Stored records:
————

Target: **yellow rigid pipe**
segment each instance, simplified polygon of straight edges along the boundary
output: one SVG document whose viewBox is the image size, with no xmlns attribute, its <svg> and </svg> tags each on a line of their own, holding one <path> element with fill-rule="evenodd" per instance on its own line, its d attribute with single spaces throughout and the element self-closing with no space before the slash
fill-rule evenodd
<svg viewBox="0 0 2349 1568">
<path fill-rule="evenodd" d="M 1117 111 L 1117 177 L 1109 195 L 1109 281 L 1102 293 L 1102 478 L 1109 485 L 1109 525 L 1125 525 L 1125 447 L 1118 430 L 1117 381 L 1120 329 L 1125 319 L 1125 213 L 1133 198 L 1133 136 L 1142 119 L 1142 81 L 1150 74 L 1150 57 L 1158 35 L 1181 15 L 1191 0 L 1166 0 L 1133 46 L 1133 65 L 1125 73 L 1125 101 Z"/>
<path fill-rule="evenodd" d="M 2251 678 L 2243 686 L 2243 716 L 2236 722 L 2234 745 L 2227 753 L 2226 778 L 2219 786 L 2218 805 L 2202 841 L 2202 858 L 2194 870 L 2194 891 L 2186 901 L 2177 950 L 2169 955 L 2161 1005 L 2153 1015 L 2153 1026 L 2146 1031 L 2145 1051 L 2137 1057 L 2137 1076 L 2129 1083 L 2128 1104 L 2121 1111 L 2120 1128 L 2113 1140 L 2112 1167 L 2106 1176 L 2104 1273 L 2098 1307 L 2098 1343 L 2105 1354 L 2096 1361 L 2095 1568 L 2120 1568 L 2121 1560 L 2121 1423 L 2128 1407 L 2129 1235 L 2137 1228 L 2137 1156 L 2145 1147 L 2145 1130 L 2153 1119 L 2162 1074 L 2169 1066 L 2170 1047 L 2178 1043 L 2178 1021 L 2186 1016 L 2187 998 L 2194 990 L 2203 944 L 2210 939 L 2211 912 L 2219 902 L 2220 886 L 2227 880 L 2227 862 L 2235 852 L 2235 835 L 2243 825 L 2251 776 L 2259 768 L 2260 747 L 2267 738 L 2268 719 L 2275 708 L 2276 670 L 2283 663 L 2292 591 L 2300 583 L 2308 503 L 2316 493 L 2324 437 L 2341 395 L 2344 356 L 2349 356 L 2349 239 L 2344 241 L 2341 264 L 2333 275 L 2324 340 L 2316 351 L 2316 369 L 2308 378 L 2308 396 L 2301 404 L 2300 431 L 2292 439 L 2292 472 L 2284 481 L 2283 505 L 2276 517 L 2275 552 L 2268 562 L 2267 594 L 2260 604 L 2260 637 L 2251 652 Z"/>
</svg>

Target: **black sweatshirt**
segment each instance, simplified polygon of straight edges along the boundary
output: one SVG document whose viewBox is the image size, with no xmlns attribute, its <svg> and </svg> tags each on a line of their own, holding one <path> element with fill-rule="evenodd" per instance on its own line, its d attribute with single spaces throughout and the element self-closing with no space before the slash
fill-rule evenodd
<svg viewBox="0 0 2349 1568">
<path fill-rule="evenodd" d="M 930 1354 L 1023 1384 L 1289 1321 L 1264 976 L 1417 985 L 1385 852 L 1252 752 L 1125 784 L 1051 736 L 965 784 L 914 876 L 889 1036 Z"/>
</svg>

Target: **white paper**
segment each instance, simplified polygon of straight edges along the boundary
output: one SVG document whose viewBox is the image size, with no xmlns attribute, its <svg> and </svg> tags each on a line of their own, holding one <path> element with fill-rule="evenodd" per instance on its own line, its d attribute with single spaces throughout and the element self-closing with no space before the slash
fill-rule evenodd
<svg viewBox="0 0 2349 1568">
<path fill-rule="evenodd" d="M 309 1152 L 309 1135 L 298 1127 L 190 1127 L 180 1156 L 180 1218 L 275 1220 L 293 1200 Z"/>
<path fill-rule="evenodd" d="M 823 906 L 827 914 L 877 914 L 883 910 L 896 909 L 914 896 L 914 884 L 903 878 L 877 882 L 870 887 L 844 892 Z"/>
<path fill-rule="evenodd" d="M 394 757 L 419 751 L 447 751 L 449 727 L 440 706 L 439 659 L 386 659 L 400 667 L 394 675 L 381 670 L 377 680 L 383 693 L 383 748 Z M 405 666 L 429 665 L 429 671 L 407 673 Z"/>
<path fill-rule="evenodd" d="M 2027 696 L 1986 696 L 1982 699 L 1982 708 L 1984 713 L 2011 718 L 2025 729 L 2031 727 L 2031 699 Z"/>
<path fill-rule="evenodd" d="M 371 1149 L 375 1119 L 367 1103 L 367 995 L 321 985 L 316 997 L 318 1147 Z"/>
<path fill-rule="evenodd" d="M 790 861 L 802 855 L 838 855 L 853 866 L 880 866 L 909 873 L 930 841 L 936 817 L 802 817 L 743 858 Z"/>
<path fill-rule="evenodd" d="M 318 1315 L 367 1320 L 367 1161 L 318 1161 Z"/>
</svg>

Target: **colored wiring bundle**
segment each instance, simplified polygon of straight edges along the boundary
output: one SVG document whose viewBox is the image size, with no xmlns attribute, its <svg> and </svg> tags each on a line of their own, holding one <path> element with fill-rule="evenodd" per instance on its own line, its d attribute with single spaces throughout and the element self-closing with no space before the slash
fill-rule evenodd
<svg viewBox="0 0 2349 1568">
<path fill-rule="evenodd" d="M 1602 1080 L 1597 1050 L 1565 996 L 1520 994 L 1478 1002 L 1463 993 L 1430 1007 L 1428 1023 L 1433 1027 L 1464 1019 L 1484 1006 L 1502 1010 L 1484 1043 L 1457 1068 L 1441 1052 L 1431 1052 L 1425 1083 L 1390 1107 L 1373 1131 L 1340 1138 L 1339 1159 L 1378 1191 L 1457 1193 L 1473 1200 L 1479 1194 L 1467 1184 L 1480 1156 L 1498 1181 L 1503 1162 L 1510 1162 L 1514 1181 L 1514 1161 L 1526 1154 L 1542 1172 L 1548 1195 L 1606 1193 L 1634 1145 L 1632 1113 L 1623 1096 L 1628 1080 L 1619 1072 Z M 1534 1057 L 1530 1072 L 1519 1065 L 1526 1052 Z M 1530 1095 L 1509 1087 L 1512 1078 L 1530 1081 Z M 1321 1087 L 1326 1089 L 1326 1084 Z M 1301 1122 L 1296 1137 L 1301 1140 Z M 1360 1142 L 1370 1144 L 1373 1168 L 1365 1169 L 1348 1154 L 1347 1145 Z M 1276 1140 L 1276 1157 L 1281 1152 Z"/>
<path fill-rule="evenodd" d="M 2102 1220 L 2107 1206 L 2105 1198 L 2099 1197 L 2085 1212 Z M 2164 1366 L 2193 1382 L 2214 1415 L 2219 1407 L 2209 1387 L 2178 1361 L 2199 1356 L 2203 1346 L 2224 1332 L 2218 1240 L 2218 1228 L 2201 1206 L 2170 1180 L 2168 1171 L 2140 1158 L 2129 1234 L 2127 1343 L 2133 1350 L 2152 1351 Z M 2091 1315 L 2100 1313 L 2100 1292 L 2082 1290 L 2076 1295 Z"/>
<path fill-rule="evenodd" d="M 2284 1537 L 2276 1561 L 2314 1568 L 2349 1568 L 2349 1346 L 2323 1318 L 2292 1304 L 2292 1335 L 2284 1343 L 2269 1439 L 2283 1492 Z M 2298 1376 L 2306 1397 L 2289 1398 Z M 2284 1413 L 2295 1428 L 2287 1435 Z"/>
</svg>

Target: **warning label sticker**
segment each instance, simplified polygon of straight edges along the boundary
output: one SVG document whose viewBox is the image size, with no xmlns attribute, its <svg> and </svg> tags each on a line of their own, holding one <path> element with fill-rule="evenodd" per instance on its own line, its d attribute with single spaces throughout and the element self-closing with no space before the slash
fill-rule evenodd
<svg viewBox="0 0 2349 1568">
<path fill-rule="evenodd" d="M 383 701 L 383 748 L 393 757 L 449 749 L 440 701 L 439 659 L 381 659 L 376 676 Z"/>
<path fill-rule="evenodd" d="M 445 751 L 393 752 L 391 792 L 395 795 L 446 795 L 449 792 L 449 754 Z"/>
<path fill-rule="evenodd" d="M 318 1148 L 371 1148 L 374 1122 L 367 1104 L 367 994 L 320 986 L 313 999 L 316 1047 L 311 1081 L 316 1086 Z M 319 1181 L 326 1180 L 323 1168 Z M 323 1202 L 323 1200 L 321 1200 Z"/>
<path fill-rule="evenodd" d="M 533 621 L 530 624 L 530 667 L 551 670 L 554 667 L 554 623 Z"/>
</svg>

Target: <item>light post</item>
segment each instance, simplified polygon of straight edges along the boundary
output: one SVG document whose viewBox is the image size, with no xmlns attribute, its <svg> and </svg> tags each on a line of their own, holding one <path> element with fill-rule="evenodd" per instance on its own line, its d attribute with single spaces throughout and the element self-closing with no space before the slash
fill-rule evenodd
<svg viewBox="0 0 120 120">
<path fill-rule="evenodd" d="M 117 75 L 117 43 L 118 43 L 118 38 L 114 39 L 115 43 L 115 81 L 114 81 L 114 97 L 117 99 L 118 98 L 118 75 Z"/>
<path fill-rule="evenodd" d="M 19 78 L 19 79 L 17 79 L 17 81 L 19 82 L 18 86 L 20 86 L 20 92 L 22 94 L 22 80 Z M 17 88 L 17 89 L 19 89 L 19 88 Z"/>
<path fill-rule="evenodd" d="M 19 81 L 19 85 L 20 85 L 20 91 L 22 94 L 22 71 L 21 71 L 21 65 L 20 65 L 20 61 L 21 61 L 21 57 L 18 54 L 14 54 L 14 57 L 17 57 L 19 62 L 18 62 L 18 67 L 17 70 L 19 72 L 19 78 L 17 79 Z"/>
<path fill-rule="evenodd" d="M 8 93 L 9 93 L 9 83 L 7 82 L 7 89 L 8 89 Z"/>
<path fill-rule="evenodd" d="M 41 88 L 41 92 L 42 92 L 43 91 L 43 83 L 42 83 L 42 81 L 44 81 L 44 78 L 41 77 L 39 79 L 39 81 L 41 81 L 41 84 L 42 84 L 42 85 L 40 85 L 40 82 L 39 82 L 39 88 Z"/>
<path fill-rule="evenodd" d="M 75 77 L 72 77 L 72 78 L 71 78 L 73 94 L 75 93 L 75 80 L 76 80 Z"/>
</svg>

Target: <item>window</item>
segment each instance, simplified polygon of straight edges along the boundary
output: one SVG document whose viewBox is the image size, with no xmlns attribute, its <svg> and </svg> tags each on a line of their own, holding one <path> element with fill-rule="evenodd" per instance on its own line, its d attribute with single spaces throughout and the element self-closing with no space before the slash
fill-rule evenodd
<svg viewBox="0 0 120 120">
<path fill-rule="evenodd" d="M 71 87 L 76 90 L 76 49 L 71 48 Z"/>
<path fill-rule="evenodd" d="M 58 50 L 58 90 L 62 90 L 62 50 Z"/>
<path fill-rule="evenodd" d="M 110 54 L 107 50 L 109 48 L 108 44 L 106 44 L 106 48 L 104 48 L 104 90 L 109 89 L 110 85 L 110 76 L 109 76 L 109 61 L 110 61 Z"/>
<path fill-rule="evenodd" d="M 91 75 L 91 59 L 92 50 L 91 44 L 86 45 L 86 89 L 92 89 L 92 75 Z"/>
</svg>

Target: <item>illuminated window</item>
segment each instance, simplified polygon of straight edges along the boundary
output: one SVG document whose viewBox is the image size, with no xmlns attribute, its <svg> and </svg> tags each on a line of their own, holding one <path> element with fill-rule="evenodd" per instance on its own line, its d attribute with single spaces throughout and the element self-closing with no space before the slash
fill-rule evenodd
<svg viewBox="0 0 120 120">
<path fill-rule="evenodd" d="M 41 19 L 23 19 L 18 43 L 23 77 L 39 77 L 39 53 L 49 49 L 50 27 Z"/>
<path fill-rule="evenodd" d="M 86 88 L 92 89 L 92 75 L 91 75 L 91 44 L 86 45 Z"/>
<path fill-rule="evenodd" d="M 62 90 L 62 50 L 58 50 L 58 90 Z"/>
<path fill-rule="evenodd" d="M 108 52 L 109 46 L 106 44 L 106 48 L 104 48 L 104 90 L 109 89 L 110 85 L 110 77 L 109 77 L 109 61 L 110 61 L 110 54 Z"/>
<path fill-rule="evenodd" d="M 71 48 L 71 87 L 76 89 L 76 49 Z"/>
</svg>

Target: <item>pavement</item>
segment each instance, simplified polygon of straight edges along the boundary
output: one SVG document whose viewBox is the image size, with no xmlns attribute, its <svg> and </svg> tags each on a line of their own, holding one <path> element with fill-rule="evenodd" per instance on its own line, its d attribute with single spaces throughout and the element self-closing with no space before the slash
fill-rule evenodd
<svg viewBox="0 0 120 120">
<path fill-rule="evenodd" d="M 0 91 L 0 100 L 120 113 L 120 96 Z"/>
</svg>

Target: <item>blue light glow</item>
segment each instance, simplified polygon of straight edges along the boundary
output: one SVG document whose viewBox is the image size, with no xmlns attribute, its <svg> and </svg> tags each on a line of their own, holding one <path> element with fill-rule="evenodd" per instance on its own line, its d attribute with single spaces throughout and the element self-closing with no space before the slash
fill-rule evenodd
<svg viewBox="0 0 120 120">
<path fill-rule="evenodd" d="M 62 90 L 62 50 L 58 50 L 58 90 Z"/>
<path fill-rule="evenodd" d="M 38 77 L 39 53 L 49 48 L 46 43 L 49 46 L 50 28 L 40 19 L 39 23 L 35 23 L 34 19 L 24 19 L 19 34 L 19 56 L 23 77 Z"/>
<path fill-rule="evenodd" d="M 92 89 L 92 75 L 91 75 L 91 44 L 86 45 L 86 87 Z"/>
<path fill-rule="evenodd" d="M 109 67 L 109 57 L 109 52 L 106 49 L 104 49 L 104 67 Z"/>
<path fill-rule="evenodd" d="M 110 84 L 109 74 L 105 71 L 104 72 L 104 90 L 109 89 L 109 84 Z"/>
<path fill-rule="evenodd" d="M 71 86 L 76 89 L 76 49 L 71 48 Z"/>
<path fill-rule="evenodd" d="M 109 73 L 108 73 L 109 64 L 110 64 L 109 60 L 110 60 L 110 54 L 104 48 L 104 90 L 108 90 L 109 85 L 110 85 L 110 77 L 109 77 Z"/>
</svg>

————

ACTIVITY:
Search the data for the string "light" and copy every line where it appears.

RESULT OF THE TASK:
Target: <item>light post</item>
Target: <item>blue light glow</item>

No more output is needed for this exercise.